ARBEITSAUFTRAG 1:
Nenne alle Wörter im Textauszug über Brandabschottung, in denen die Buchstabenfolge „schott“ vorkommt.

TEXTAUSZUG:
::::

Brandabschottung mit elastomeren Dämmstoffen
Technische Installationen, wie Leitungs- und Lüftungsanlagen, stellen im Gebäude aus brandschutztechnischer Sicht eine mögliche Schwachstelle dar. Sie durchdringen raumabschließende Bauteile und haben so einen erheblichen Einfluss auf die Sicherheit. Nur korrekt geplante und sauber ausgeführte Rohrabschottungssysteme verhindern die Weiterleitung von Feuer und Rauch in benachbarte Räume. Wie dies mit elastomeren Dämmstoffen fachgerecht gelingt, erläutert der dieser Beitrag.
Nicht abnahmefähige Wand- und Deckendurchführungen können zu kostspieligen Verzögerungen im Bauablauf führen. Und eine nachträgliche Mängelbeseitigung kommt Planer und ausführende Betriebe wesentlich teurer zu stehen als die vorgeschriebene fachgerechte Ausführung. In den vergangenen Jahren konnten erhebliche Fortschritte in der Entwicklung von Abschottungssystemen erreicht werden, die eine hohe Zuverlässigkeit in der Baupraxis bieten. Aufgrund der einfachen Verarbeitung in einem breiten Anwendungsbereich erhöhen elastomere Dämmstoffe mit intumeszierenden Eigenschaften die Ausführungssicherheit und minimieren das Risiko der Abnahmeverweigerung deutlich.
Welche Dämmstoffe eignen sich für Rohrabschottungen?

::::

Einträge aus einer Sammlung:
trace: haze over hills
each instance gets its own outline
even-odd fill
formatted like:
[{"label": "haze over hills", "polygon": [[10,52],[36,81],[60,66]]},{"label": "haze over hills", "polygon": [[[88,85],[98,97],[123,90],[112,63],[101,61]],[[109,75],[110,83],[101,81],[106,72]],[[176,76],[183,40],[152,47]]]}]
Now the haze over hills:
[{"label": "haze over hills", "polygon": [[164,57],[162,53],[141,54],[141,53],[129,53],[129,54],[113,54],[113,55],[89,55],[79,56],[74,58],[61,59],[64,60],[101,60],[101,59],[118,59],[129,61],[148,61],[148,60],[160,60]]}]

::::

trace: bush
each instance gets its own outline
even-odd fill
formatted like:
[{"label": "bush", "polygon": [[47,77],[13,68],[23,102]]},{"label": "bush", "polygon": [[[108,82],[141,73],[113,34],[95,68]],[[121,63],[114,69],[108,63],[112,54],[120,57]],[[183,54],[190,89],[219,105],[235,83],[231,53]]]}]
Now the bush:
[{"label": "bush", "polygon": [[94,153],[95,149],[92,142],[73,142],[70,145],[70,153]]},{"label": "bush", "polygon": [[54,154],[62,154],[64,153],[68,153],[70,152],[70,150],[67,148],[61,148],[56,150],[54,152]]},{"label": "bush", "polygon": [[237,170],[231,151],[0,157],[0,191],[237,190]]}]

::::

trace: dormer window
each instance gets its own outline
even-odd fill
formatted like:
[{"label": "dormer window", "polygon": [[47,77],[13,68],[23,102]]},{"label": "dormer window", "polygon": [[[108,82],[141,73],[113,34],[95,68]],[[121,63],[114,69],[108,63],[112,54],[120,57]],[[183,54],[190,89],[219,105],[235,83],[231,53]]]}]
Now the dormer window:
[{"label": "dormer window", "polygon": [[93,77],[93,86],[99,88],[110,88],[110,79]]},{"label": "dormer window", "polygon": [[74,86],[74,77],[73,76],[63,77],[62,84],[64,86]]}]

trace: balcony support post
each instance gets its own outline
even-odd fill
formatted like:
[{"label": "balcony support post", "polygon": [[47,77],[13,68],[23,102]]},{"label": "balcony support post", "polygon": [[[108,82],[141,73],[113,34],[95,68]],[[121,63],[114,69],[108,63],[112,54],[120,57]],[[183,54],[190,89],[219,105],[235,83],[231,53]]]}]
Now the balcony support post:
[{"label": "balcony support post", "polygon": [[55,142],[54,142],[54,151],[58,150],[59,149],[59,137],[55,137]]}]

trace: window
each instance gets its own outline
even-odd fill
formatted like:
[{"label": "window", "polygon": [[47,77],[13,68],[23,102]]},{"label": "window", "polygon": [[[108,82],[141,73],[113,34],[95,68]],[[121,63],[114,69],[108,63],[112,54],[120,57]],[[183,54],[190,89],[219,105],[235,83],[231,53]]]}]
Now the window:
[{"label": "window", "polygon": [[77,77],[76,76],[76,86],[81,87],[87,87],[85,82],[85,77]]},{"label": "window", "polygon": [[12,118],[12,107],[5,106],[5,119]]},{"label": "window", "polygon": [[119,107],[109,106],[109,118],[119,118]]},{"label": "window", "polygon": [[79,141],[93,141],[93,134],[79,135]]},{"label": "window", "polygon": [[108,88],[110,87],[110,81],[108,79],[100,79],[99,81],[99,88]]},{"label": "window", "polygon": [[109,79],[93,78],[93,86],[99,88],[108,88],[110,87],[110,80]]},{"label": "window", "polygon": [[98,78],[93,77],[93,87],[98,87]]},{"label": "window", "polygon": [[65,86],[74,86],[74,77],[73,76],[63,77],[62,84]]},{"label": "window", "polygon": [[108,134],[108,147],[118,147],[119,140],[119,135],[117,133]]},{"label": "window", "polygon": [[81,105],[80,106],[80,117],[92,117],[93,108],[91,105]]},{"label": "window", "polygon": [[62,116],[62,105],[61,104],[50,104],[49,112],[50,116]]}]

::::

ARBEITSAUFTRAG 2:
Schreibe aus den Zeilen den Abschnitt neu, der mit der Zeile mit „trace: haze over hills“ beginnt und mit der Zeile mit „Now the haze“ schließt. Ersetze darin „haze over hills“ durch „fog over hills“ und lass alles andere unverändert.

LÖSUNG 1:
Brandabschottung, Rohrabschottungssysteme, Abschottungssystemen, Rohrabschottungen

LÖSUNG 2:
trace: fog over hills
each instance gets its own outline
even-odd fill
formatted like:
[{"label": "fog over hills", "polygon": [[10,52],[36,81],[60,66]]},{"label": "fog over hills", "polygon": [[[88,85],[98,97],[123,90],[112,63],[101,61]],[[109,75],[110,83],[101,81],[106,72]],[[176,76],[183,40],[152,47]]]}]
Now the fog over hills:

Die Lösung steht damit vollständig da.